- AZIONI RICHIESTE:
1. Per quanti anni è stata rinnovata l'autorizzazione all'uso del diserbante, secondo il testo sul glifosato?
2. Per favore, prosegui il testo sul glifosato partendo dal punto in cui si ferma.

Dopo oltre due anni di battaglie a colpi di valutazioni e analisi di alimenti, minacce di azioni legali e scandali e dopo l’iniziativa dei cittadini europei più sentita e veloce di sempre, sembra giunta alla fine la «glifosaga».

La maggioranza dei Paesi membri dell’Unione europea, infatti, riuniti in seduta di Comitato d’appello a Bruxelles, ha votato a favore del rinnovo dell’autorizzazione del glifosato per altri cinque anni. A favore si sono espressi 18 Paesi, 9 i contrari e 1 astenuto. A modificare gli equilibri rispetto alla riunione del Comitato del 9 novembre, è stato il voto favorevole di Romania, Bulgaria, Polonia e Germania, che in precedenza si erano astenute, ma è stato principalmente il voltafaccia tedesco a decidere le sorti. Un voltafaccia che solo con molta fatica non fa pensare che l’acquisizione della Monsanto da parte della Bayer non abbia influito sulla partita.

L’Italia ha tenuto fino alla fine una posizione di tutto rispetto e responsabilità, restando – e guidando, insieme a Francia e Austria – i nove Paesi che hanno votato contro la proposta di rinnovo (Grecia, Ungheria, Lussemburgo, Lettonia, Cipro e Malta), e chiedendo un definitivo phase-out del diserbante più venduto al mondo. Un «fronte del no» che ha dato la priorità alla tutela delle persone e dell’ambiente, e non al fatturato di chi produce e commercia il glifosato.

Il voto di ieri ha portato a un rinnovo che in realtà scontenta tutti. Che nei fatti è un regalo alle multinazionali agrochimiche a scapito di salute e ambiente. Un voto che ha tradito la fiducia dei cittadini europei, ignorando gli avvertimenti di scienziati indipendenti, le richieste del Parlamento europeo e la petizione firmata da oltre un milione di persone che chiedono il divieto del glifosato.

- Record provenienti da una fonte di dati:

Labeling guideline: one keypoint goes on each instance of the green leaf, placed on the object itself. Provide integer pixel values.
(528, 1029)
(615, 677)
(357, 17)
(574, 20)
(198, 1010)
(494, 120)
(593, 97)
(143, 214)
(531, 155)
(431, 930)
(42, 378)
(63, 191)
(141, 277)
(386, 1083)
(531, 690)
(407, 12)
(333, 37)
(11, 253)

* * *

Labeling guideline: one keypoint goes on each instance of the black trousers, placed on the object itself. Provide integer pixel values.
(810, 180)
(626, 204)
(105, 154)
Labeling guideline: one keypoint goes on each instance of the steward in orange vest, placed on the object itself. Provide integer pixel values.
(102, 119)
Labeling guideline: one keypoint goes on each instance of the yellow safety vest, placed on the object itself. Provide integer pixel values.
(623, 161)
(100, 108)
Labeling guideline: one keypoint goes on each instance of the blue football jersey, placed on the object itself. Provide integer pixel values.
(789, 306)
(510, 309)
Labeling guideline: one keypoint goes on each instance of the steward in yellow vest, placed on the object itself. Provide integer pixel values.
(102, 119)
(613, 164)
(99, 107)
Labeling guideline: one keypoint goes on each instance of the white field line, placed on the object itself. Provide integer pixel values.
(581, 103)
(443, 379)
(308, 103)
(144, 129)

- RISULTATI PER COMPITO:
1. Per altri cinque anni.

2.
Non si può dimenticare, infatti, che la proposta della Commissione Ue è basata su una dubbia valutazione del rischio del glifosato, che afferma che non vi sono prove sufficienti per un legame della sostanza al rischio di cancro, nonostante l’Agenzia internazionale per la ricerca sul cancro (IARC) lo abbia classificato nel marzo del 2015 come «probabilmente cancerogeno» per le persone.

Allo stato attuale nessuno può affermare con certezza che il glifosato sia sicuro, specie dopo le rivelazioni che stanno continuando a emergere grazie ai cosiddetti Monsanto Papers e lo scandalo del «copia-incolla», relativo a parti del rapporto dell’Efsa sui rischi dell’uso del glifosato copiate dalla richiesta di rinnovo dell’autorizzazione di Monsanto.

In definitiva, anche se le aziende agrochimiche si stanno lamentando dato che il rinnovo è limitato a 5 anni e non ai 15 attesi, ieri si è persa l’occasione di sbarazzarsi, una volta per tutte, di una sostanza pericolosa.